> **TASK INSTRUCTIONS**
Please repeat each entry. Match every word exactly.
(EXTRACTED ENTRIES begins)
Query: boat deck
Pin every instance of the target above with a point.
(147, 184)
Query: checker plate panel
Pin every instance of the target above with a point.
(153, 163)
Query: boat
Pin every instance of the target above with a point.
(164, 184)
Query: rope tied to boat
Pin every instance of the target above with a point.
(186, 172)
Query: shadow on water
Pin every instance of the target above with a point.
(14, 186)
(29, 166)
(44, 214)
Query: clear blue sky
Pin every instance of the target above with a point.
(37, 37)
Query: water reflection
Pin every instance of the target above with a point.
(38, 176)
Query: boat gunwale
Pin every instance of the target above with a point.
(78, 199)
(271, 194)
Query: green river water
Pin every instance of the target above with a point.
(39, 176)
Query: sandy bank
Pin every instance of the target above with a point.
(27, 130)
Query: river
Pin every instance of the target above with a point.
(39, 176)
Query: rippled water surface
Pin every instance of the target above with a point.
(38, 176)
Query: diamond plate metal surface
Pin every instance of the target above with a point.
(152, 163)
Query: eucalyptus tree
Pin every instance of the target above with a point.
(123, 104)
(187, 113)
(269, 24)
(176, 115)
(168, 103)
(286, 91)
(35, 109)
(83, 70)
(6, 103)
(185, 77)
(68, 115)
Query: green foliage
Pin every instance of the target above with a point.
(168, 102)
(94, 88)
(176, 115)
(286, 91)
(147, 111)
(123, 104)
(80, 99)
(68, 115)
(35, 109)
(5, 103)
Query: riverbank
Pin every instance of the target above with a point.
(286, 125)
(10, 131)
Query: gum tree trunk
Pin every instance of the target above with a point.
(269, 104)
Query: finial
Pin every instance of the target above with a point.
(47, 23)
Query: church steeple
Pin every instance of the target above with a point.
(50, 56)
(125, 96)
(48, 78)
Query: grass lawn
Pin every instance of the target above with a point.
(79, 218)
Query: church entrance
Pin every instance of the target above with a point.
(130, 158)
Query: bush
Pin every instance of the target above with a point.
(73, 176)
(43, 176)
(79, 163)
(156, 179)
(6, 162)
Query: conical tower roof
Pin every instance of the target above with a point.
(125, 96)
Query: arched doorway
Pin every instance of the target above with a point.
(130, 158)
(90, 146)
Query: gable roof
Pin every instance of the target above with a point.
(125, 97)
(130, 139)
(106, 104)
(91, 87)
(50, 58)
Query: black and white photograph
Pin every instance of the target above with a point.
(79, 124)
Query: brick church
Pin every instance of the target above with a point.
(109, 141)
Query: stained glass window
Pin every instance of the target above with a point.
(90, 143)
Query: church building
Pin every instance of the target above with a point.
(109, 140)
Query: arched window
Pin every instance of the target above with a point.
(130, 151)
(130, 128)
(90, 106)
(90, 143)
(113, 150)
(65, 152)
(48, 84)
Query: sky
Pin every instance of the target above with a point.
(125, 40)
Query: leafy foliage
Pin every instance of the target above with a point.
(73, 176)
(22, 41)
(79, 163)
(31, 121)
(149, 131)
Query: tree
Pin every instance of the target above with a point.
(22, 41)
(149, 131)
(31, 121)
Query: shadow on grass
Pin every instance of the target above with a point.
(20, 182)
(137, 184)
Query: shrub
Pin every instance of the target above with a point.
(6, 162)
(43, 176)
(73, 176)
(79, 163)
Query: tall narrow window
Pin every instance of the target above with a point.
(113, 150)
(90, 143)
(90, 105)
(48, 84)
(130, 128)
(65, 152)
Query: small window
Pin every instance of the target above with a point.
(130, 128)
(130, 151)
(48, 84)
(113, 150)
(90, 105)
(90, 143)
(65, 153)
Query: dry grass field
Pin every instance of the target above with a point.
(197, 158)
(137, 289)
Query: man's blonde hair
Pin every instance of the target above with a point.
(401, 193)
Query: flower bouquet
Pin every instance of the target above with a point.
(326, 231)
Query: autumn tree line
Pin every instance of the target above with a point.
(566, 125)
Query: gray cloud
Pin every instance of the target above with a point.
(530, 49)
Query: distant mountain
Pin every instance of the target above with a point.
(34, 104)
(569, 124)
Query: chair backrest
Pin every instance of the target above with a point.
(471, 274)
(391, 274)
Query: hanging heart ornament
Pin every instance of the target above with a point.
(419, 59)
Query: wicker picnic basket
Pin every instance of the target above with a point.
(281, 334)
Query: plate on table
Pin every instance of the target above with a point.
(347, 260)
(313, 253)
(EXTRACTED ENTRIES ends)
> **OUTPUT**
Query: boat deck
Pin every instance of the target above with a point.
(147, 184)
Query: checker plate panel
Pin every instance of the target above with a point.
(153, 163)
Query: boat
Pin every instance of the target above with a point.
(164, 184)
Query: rope tied to boat
Pin every instance of the target above with a point.
(186, 172)
Query: shadow on water
Pin every instance of the target above with a point.
(14, 186)
(29, 166)
(44, 214)
Query: clear blue sky
Pin every instance of the target above with a point.
(37, 37)
Query: water reflection
Pin every instance of the target above with a point.
(38, 176)
Query: boat gunwale
Pin every instance of the target above with a point.
(78, 199)
(271, 194)
Query: green river water
Pin every instance of the target above with a point.
(39, 176)
Query: sandy bank
Pin every instance of the target above with a point.
(27, 130)
Query: river
Pin every instance of the target above with a point.
(39, 176)
Query: rippled water surface
Pin every instance of the target above with a point.
(38, 176)
Query: diamond plate metal surface
Pin every instance of the target above with a point.
(152, 163)
Query: eucalyptus tree
Pin every instance of the target above with a point.
(123, 104)
(187, 113)
(269, 24)
(176, 115)
(168, 103)
(286, 91)
(35, 109)
(83, 70)
(6, 103)
(185, 77)
(68, 115)
Query: green foliage
Pin every instance of the target above with a point.
(168, 102)
(94, 88)
(176, 115)
(286, 91)
(147, 111)
(123, 104)
(80, 99)
(68, 115)
(35, 109)
(5, 103)
Query: riverbank
Pin every instance of the target above with a point.
(286, 125)
(10, 131)
Query: gum tree trunk
Pin every instance of the target above with a point.
(269, 104)
Query: finial
Pin every instance of the target above with a point.
(47, 23)
Query: church steeple
Pin every instance of the target above with a point.
(50, 56)
(125, 96)
(48, 78)
Query: grass lawn
Pin every instance of the target above with a point.
(79, 218)
Query: church entrance
Pin every instance of the target above with a point.
(130, 158)
Query: bush
Pin every instance of the target above with a point.
(73, 176)
(43, 176)
(79, 163)
(156, 179)
(6, 162)
Query: conical tower roof
Pin every instance of the target above with a point.
(125, 96)
Query: arched doorway
Pin every instance of the target above with a point.
(130, 158)
(90, 146)
Query: gable roof
Pin every instance of the target above with a point.
(125, 97)
(130, 139)
(106, 104)
(91, 87)
(50, 58)
Query: black and white photograph
Pin every instance of the target above with a point.
(79, 124)
Query: brick church
Pin every instance of the target above with a point.
(109, 141)
Query: stained glass window
Pin every instance of the target above with a point.
(90, 143)
Query: church building
Pin every instance of the target above with a point.
(109, 140)
Query: arched window
Pin every instance of the target above with a point.
(130, 151)
(130, 128)
(90, 106)
(90, 143)
(113, 150)
(65, 152)
(48, 84)
Query: sky
Pin every instance of the target above with a point.
(125, 40)
Query: leafy foliage
Pin every instance of the target above with a point.
(73, 176)
(22, 41)
(79, 163)
(31, 121)
(149, 131)
Query: tree
Pin every instance of the target above with a point.
(22, 41)
(149, 131)
(31, 121)
Query: shadow on grass
Pin every instance of the target above with a point.
(20, 182)
(137, 184)
Query: shrub
Pin every instance of the target above with a point.
(6, 162)
(43, 176)
(73, 176)
(79, 163)
Query: tall narrow window
Pin every instance of the target above with a point.
(113, 150)
(90, 143)
(90, 105)
(48, 84)
(130, 128)
(65, 152)
Query: small window
Pin every instance of the target above with a point.
(130, 128)
(130, 151)
(48, 84)
(113, 150)
(90, 105)
(90, 143)
(65, 153)
Query: dry grass field
Pin every instance of the target above with a point.
(197, 158)
(137, 289)
Query: man's blonde hair
Pin every instance of the target above with a point.
(401, 193)
Query: flower bouquet
Pin every instance of the target above with a point.
(326, 231)
Query: autumn tree line
Pin every instance of the target above with a point.
(566, 125)
Query: gray cloud
Pin every instance of the target above with a point.
(530, 49)
Query: distant mountain
Pin every instance of the target above with a point.
(34, 104)
(569, 124)
Query: chair backrest
Pin every instance of the target above with a point.
(471, 274)
(391, 274)
Query: hanging heart ornament
Pin every instance of the target above with a point.
(419, 59)
Query: wicker picnic basket
Pin every instance of the target above with a point.
(281, 334)
Query: plate on table
Pin every instance of the target above with a point.
(347, 260)
(313, 253)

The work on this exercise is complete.